- _OBJETIVO DO EXERCÍCIO_
Dê continuidade aos depoimentos sobre as férias com o Movimento, começando logo após a última linha do trecho.

- _TRECHO DO TEXTO_
**********
Maria Teresa Ponce, Londrina (PR)

Esse ano tive meu primeiro contato com o Movimento e posso dizer, de antemão, que estou maravilhada com tudo o que aconteceu. Até então, eu não estava muito a fim de ir, mas, de última hora, decidi dar uma chance (parecia até que tudo estava predestinado). Eu falo "dar uma chance", pois apesar de fazer parte de uma família católica, tinha uma ideia generalizada de várias coisas envolvendo o cristianismo. Assim que cheguei ao local onde ficamos hospedados, em São João Del Rey, logo conheci um dos Franciscanos que morava por lá e engatamos numa conversa reflexiva sobre vários assuntos, e eu pensei: Ué, como é que uma pessoa super envolvida na Igreja tem esses pensamentos e aceita as diferenças de forma respeitosa e tolerante, tendo empatia e tudo o mais? Para mim, isso era quase inacreditável e algo muito novo, por isso a sede por conhecimento e a procura por entender as coisas só aumentava. Dia por dia, foi um novo ensinamento, e, a cada testemunho individual dos jovens que ali estavam sobre as caritativas e sobre a vida no geral, me dava vontade de persistir nessa caminhada. Voltei de alma lavada e cheia de sentimentos bons, ansiando fazer o bem para as pessoas e ajudá-las nessa estrada (que de fácil não tem nada), feliz ao extremo por ter participado e me jogado de cabeça nas férias. Para tudo isso foi fundamental o acolhimento das pessoas também, que têm um espaço reservado no meu coração para sempre, pois cada qual me marcou com sua história e seu jeitinho próprio de ser. Desconstruir, essa é a palavra que define minha experiência. E agora, depois desses dias maravilhosos, estou procurando sempre desconstruir os preconceitos e persistir na vida, seguindo a pureza de Deus. Agradeço a todos que contribuíram para isso.
Giovanna Neres, Brasília (DF)
**********
- _MATERIAL FORNECIDO_
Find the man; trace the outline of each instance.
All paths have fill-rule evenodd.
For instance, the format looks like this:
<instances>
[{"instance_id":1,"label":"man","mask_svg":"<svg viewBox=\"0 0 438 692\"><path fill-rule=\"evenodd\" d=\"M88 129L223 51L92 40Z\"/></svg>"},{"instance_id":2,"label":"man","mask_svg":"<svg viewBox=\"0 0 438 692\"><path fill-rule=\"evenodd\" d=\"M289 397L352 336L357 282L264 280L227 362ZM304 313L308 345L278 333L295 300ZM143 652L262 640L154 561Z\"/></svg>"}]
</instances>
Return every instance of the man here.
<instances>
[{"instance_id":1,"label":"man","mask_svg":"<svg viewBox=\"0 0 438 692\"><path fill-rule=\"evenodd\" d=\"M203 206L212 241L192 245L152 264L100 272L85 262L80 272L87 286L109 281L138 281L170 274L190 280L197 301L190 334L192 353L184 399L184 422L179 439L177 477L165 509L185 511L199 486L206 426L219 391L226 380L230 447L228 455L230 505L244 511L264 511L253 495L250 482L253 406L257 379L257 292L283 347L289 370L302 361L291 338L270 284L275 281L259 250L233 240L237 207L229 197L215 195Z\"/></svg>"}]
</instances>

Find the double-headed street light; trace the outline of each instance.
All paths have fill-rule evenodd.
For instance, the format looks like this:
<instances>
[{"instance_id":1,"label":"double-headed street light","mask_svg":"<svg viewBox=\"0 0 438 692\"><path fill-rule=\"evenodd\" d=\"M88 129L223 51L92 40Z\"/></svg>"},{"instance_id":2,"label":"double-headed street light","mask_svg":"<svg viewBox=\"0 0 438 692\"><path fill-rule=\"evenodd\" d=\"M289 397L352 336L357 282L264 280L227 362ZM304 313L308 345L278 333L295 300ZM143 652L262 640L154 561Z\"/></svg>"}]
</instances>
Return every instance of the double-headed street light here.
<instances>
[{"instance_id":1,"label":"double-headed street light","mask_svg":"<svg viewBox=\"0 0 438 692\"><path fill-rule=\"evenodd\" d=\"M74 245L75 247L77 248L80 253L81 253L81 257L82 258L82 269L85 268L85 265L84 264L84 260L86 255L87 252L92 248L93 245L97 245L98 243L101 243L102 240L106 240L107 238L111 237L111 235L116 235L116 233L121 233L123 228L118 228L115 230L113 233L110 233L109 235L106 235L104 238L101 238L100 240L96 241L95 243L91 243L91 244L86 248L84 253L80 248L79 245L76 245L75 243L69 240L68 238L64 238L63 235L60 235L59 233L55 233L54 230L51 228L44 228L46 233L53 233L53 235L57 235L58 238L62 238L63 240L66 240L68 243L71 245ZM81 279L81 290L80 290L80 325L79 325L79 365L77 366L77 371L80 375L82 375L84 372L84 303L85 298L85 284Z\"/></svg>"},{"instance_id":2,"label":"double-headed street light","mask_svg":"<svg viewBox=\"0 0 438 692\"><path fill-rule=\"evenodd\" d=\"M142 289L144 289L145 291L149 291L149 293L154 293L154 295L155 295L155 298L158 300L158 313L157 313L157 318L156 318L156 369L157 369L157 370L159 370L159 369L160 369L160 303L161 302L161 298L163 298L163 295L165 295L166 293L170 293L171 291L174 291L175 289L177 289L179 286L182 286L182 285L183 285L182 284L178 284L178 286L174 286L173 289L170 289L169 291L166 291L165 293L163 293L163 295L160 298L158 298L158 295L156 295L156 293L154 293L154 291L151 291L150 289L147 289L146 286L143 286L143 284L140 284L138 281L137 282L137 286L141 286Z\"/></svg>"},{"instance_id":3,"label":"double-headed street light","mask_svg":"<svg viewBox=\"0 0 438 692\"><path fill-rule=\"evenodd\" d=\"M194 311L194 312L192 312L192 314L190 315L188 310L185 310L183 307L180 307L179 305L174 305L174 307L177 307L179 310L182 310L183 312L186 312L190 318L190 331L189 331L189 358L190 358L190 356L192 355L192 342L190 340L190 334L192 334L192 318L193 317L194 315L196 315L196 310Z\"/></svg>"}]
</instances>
**********
- _RESPOSTA_
O encontro dos colegiais me trouxe um grande desafio: me separar daquelas pessoas que eu já conhecia, sair dessa minha zona de conforto, e me impulsionou a me aproximar de novas pessoas, o que pra mim é muito difícil... O encontro do ano passado mudou muita coisa na minha vida, toda aquela proposta que a Sêmea fez despertou uma nova pessoa em mim, e acho que esse ano vai mudar ainda mais... Eu aprendi muito com as experiências dos outros colegiais e dos postulandos, e isso despertou em mim um desejo de fazer mais pelos outros, de me doar inteiramente ao próximo, de fazer a caritativa com o coração... É algo que me cobro muito e busco fazer, é a mudança maravilhosa que o movimento faz na minha vida para que eu seja uma pessoa cada vez melhor, e eu agradeço muito por isso...
Maria Letícia Campos, Brasília (DF)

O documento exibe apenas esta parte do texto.